_Text provided_.
* * *
StarCoder: A State-of-the-Art LLM for CodeIntroducing Sta...

StarCoder: A State-of-the-Art LLM for Code
Introducing StarCoder
StarCoder and StarCoderBase are Large Language Models for Code (Code LLMs) trained on permissively licensed data from GitHub, including from 80+ programming languages, Git commits, GitHub issues, and Jupyter notebooks. Similar to LLaMA, we trained a ~15B parameter model for 1 trillion tokens. We fine-tuned StarCoderBase model for 35B Python tokens, resulting in a new model that we call StarCoder.

We found that StarCoderBase outperforms existing open Code LLMs on popular programming benchmarks and matches or surpasses closed models such as code-cushman-001 from OpenAI (the original Codex model that powered early versions of GitHub Copilot). With a context length of over 8,000 tokens, the StarCoder models can process more input than any other open LLM, enabling a wide range of interesting applications. For example, by prompting the StarCoder models with a series of dialogues, we enabled them to act as a technical assistant. In addition, the models can be used to autocomplete code, make modifications to code via instructions, and explain a code snippet in natural language. We take several important steps towards a safe open model release, including an improved PII redaction pipeline, a novel attribution tracing tool, and make StarCoder publicly available under an improved version of the OpenRAIL license. The updated license simplifies the process for companies to integrate the model into their products. We believe that with its strong performance, the StarCoder models will serve as a solid foundation for the community to use and adapt it to their use-cases and products.
* * *
_Items from a dataset_.
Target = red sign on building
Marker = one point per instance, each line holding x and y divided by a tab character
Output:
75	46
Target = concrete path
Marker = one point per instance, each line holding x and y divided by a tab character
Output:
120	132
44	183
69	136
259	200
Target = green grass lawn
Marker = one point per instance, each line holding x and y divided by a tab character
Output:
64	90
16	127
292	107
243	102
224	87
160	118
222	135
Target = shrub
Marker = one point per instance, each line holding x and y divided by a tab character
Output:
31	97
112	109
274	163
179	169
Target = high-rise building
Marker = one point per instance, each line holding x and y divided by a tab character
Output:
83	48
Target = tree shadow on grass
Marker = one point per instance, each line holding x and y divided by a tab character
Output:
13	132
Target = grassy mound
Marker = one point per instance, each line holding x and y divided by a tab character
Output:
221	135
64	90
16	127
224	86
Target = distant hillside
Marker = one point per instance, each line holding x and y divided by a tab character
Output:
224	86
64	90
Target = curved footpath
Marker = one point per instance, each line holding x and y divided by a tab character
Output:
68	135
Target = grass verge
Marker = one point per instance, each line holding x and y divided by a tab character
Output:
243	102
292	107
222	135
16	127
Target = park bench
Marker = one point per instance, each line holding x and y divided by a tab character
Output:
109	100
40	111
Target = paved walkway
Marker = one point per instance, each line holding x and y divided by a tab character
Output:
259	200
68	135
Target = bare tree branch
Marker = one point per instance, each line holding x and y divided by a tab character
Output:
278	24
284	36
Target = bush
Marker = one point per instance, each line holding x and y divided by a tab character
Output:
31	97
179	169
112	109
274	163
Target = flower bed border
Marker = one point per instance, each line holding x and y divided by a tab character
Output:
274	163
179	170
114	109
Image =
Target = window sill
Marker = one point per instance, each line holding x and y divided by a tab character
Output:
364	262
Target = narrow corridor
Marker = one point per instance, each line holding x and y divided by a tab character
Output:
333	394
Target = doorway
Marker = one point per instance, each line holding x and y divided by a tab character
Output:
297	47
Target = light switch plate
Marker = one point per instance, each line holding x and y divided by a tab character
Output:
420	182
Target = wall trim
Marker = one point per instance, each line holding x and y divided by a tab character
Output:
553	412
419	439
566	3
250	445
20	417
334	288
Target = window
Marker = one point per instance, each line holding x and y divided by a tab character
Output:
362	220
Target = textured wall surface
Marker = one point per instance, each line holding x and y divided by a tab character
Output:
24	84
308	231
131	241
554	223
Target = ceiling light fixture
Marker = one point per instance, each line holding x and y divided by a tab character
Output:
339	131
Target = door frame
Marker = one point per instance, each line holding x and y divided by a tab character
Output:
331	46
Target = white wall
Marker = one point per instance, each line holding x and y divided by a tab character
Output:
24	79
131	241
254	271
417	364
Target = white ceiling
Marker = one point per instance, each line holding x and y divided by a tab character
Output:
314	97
* * *
_Exercises to complete_.
a. Reproduce the passage on StarCoder, everything from "StarCoder: A State-of-the-Art LLM for CodeIntroducing" down to "we call StarCoder.".
b. According to the passage on StarCoder, how many Python tokens was StarCoderBase fine-tuned on to produce StarCoder?

_Task-by-task results_.
a.
StarCoder: A State-of-the-Art LLM for CodeIntroducing Sta...

StarCoder: A State-of-the-Art LLM for Code
Introducing StarCoder
StarCoder and StarCoderBase are Large Language Models for Code (Code LLMs) trained on permissively licensed data from GitHub, including from 80+ programming languages, Git commits, GitHub issues, and Jupyter notebooks. Similar to LLaMA, we trained a ~15B parameter model for 1 trillion tokens. We fine-tuned StarCoderBase model for 35B Python tokens, resulting in a new model that we call StarCoder.

b. 35B Python tokens.